Set exercise: Rewrite the items below from the line with "Pick out each instance of the lion's claw" through the end of the items, changing every "Provide" to "Give" and leaving everything else as it is.

Supplied records:
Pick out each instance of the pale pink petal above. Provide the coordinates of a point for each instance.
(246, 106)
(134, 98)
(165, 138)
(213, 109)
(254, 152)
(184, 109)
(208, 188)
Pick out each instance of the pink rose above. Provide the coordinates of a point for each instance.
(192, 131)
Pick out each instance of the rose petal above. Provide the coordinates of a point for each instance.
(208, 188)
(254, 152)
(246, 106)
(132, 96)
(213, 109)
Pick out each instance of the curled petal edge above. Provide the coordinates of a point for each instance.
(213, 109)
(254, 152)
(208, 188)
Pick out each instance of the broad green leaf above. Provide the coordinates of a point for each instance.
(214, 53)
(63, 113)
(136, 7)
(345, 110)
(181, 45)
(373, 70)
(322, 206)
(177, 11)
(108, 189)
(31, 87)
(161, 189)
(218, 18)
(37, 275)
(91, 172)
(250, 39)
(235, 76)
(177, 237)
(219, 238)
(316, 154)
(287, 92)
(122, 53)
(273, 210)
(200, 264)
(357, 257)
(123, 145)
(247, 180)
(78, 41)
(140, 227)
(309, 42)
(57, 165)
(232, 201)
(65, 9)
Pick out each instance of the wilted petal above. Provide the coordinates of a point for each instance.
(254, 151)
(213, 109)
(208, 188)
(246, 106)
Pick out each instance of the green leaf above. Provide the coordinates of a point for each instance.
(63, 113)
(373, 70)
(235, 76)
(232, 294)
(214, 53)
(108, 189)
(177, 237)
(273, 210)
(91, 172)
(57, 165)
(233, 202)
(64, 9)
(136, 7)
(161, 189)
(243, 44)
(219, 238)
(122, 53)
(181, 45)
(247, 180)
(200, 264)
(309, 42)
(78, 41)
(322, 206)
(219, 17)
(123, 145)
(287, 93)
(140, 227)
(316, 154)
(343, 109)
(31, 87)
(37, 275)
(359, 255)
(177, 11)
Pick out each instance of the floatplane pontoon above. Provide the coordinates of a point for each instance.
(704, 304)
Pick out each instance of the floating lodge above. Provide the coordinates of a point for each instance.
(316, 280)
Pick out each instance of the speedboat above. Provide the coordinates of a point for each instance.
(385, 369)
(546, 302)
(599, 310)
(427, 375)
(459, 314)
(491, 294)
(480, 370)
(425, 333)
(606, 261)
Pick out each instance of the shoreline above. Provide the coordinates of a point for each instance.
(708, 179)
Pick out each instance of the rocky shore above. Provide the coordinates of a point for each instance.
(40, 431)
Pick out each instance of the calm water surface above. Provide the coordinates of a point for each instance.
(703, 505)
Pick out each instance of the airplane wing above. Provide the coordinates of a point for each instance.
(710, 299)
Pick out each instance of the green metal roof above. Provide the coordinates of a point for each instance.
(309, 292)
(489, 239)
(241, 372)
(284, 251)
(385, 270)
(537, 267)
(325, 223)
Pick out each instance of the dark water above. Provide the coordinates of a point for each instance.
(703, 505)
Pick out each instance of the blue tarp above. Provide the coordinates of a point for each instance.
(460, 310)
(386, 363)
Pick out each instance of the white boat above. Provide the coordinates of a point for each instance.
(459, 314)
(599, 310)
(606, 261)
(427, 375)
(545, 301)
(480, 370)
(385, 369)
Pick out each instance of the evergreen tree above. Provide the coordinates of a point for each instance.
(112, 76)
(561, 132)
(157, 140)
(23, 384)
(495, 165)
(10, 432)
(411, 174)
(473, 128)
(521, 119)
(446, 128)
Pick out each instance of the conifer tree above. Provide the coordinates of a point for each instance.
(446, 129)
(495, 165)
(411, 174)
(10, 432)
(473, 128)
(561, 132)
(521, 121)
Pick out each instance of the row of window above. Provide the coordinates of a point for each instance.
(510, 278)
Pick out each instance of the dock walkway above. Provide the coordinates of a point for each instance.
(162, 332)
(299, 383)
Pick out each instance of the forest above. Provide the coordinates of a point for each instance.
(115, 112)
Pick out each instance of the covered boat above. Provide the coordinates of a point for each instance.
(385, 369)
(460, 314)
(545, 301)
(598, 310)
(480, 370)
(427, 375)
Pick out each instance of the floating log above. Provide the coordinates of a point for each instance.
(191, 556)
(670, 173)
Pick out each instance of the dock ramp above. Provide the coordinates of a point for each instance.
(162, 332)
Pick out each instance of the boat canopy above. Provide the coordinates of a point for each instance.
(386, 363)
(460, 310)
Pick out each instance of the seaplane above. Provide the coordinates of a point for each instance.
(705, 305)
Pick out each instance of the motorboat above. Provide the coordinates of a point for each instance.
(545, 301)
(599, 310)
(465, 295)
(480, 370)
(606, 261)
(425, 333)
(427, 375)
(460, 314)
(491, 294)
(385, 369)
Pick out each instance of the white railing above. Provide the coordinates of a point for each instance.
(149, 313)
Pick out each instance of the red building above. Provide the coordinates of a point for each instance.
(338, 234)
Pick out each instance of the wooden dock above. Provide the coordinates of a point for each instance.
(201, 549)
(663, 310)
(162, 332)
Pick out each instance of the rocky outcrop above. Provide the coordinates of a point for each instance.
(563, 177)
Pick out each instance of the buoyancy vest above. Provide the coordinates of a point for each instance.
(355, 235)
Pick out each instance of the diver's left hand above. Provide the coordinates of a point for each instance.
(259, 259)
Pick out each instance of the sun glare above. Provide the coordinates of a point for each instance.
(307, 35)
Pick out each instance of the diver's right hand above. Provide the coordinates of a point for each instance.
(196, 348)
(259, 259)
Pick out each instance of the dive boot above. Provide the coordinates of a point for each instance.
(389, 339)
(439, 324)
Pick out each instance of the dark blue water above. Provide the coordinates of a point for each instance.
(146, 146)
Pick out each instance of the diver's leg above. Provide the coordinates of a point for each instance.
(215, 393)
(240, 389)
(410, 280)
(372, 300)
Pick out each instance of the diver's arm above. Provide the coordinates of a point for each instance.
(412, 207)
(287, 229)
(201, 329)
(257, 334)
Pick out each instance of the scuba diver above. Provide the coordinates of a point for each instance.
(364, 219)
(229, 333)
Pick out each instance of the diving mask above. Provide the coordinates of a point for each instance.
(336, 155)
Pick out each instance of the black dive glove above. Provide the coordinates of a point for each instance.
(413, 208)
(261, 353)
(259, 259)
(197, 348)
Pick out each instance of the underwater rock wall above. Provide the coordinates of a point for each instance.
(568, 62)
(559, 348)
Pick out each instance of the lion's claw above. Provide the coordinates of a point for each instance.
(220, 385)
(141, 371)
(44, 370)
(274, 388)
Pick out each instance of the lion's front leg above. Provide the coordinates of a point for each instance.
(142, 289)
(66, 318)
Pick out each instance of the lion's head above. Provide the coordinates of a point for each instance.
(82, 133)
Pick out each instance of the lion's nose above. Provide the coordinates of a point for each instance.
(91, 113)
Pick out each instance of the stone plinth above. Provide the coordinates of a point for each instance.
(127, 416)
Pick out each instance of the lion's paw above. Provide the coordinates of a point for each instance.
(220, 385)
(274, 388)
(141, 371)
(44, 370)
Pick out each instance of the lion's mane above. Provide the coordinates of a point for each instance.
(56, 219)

Response:
Pick out each instance of the lion's claw above. Give the coordinates of a point for each instance.
(220, 385)
(141, 371)
(44, 370)
(274, 388)
Pick out each instance of the lion's front leg above. Give the coordinates of a point for each instance.
(142, 289)
(66, 318)
Pick out each instance of the lion's head above. Give the coordinates of a point for each instance.
(82, 133)
Pick out each instance of the lion's nose above. Give the coordinates of a point for each instance.
(91, 113)
Pick out each instance of the stone plinth above. Give the coordinates of a point for each instance.
(127, 416)
Pick out each instance of the lion's paw above. Give the coordinates of a point for each instance.
(220, 385)
(274, 388)
(141, 371)
(44, 370)
Pick out each instance of the lion's mane above. Give the coordinates of a point for each instance.
(56, 219)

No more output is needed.